_Exercise text_
▬▬▬▬▬▬▬▬▬▬

Scientific classification
- Kingdom: Animalia
- Phylum: Chordata
- Class: Mammalia
- Order: Rodentia
- Family: Cricetidae
- Subfamily: Sigmodontinae
- Genus: Loxodontomys
- Species: L. micropus
- Binomial name: Loxodontomys micropus (Waterhouse, 1837)
- Synonyms: Auliscomys micropus Phyllotis micropus

= Southern big-eared mouse =

- Genus: Loxodontomys
- Species: micropus
- Authority: (Waterhouse, 1837)
- Conservation status: LC
- Synonyms: Auliscomys micropus, Phyllotis micropus

Species of rodent

The southern big-eared mouse (Loxodontomys micropus), also known as the southern pericote, is a species of rodent in the family Cricetidae. It is found in Argentina and Chile, and is one of only two species in its genus. The type specimen was captured by Charles Darwin in 1834 along the Santa Cruz River in Argentina, during the voyage of , and was subsequently described by George Robert Waterhouse.

==Description==
The southern big-eared mouse has a relatively heavy build for a mouse, accentuated by its thick fur. Fully grown adults of both sexes range from 237 to 242 mm in total length, including the tail, and weigh between 45 and 105 g. It is however, not unusual for individuals to reach sexual maturity long before they reach the full adult size.

The fur is dull greyish-brown over most of the body, with paler greyish or yellowish underparts. As its name suggests. it has larger ears than many other local species of mouse, although they are not dramatically so. The feet are sturdy, and the fifth toe on the hind feet is unusually long. The tail is about three-quarters the length of the body, and is covered with sparse fur. It can most readily be distinguished from other nearby mouse species by its robust build, relatively long tail, and the absence of hair on the feet. Females have four pairs of teats, running from the axillary region down to the groin.

==Distribution and habitat==
The southern big-eared mouse is found in the Andean foothills of southern Chile and south-western Argentina, from about 38°S down to the Straits of Magellan. A few isolated populations are also known from hilly regions of south-central Argentina, and the species is also found on Chiloé Island in Chile. It inhabits environments with heavy vegetation and good ground cover at elevations up to 3000 m. It is most commonly found in forests dominated by southern beech trees, with dense undergrowth of South American bamboo. However, it can also be found in bushy scrub, such as that formed by barberries and Colletia, and in humid grasslands.

▬▬▬▬▬▬▬▬▬▬

_Source information_
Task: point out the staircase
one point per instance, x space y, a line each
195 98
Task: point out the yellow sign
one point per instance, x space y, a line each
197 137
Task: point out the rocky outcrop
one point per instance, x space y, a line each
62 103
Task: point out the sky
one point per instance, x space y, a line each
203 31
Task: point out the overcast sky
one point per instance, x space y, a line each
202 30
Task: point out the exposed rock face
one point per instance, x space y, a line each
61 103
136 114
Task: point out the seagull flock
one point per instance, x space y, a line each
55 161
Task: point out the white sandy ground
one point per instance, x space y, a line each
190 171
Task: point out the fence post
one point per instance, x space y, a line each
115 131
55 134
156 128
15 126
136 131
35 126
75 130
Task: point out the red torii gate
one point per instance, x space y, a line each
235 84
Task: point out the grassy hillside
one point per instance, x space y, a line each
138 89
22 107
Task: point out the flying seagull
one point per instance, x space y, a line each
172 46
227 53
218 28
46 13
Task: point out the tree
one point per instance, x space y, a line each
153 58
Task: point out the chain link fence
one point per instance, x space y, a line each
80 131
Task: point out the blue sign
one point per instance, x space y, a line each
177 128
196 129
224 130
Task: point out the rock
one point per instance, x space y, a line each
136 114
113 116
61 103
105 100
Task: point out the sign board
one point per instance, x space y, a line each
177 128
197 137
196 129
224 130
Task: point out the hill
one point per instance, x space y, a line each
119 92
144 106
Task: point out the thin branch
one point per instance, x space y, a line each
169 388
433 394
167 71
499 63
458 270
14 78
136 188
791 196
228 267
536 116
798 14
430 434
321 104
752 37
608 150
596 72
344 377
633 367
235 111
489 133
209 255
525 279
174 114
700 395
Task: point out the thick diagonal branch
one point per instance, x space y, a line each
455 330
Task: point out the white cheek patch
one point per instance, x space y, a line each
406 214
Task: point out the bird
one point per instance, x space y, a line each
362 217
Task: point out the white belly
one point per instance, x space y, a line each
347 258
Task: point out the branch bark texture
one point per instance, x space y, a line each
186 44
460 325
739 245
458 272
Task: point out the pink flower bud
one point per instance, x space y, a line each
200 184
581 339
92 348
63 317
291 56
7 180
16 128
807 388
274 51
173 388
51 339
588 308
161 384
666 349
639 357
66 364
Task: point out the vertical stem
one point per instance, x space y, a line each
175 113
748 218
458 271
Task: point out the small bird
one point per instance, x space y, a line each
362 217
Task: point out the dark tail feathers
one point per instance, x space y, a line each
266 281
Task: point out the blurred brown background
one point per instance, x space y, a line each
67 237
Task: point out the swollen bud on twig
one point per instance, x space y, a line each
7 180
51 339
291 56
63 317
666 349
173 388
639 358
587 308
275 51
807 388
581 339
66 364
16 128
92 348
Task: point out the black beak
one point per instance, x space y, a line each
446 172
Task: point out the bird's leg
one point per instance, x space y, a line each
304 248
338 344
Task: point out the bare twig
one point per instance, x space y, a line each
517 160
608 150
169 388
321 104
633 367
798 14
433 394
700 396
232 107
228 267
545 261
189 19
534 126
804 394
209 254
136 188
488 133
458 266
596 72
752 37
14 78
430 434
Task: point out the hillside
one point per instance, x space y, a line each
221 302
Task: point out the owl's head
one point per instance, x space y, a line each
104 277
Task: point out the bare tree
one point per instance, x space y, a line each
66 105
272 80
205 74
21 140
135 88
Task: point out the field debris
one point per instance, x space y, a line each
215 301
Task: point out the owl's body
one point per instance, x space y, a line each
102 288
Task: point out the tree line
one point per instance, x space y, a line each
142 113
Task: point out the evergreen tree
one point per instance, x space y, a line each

▬▬▬▬▬▬▬▬▬▬

_Check your understanding_
1. Decide whether each statement below agrees with the text on the southern big-eared mouse, answering yes or no and quoting the deciding words of the text. (a) The southern big-eared mouse is one of only two species in its genus. (b) The tail of the southern big-eared mouse is covered with dense fur. (c) The southern big-eared mouse lives at elevations up to 3000 m.
2. Please extract the part of the text on the southern big-eared mouse that opens with the words containing "- Synonyms: Auliscomys micropus Phyllotis" and closes with "George Robert Waterhouse.".

_Solved problems_
1.
(a) Yes: "is one of only two species in its genus"
(b) No: "is covered with sparse fur"
(c) Yes: "at elevations up to 3000 m"

2.
- Synonyms: Auliscomys micropus Phyllotis micropus

= Southern big-eared mouse =

- Genus: Loxodontomys
- Species: micropus
- Authority: (Waterhouse, 1837)
- Conservation status: LC
- Synonyms: Auliscomys micropus, Phyllotis micropus

Species of rodent

The southern big-eared mouse (Loxodontomys micropus), also known as the southern pericote, is a species of rodent in the family Cricetidae. It is found in Argentina and Chile, and is one of only two species in its genus. The type specimen was captured by Charles Darwin in 1834 along the Santa Cruz River in Argentina, during the voyage of , and was subsequently described by George Robert Waterhouse.